Problem description: Translate into Spanish this sentence from the excerpt on building an inverted index with Hadoop: "Gradle is needed for the compiling and building of the source code."

Selected excerpt:
START
Generating an inverted index using Hadoop MapReduce

Simple text searching systems rely on inverted index to look up the set of documents that contain a given word or a term. In this recipe, we implement a simple inverted index building application that computes a list of terms in the documents, the set of documents that contains each term, and the term frequency in each of the documents. Retrieval of results from an inverted index can be as simple as returning the set of documents that contains the given terms or can involve much more complex operations such as returning the set of documents ordered based on a particular ranking.

Getting ready

You must have Apache Hadoop v2 configured and installed to follow this recipe. Gradle is needed for the compiling and building of the source code.

How to do it…

In the following steps, we use a MapReduce program to build an inverted index for a text dataset:

  1. Create a directory in HDFS and upload a text dataset. This dataset should consist of one or more text files.
    $ hdfs dfs -mkdir input_dir
    $ hdfs dfs -put *.txt input_dir

    You can download the text versions of the Project Gutenberg books by following the instructions given at http://www.gutenberg.org/wiki/Gutenberg:Information_About_Robot_Access_to_our_Pages. Make sure to provide the filetypes query parameter of the download request as txt. Unzip the downloaded files. You can use the unzipped text files as the text dataset for this recipe.

  2. Compile the source by running the gradle build command from the chapter 8 folder of the source repository.
END
Material provided:
START
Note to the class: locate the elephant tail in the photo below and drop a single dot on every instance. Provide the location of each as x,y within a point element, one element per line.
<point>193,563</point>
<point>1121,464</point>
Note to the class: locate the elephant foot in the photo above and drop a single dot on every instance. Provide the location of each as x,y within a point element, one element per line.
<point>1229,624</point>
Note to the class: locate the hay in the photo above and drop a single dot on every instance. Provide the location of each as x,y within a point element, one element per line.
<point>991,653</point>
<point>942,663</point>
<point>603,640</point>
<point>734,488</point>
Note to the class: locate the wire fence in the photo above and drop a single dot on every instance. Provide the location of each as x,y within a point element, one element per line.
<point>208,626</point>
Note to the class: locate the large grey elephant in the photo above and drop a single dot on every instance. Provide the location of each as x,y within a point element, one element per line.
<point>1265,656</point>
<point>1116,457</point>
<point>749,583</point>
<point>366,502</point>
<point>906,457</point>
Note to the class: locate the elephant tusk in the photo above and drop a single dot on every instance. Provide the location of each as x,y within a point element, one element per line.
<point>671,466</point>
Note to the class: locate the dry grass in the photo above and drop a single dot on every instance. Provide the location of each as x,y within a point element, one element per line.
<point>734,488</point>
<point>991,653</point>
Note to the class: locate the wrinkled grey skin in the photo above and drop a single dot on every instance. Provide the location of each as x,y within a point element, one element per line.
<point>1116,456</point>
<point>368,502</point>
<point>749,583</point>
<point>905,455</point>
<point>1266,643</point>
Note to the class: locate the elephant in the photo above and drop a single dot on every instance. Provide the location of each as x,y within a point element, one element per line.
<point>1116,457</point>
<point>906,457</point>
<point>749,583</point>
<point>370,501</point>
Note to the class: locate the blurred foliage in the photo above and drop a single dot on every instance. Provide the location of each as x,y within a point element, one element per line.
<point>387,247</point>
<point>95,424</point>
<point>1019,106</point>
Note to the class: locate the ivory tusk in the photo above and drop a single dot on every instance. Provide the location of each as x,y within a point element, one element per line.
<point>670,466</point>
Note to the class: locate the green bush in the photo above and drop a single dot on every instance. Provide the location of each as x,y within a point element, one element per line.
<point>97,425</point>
END
Response to this exercise: Se necesita Gradle para compilar y construir el código fuente.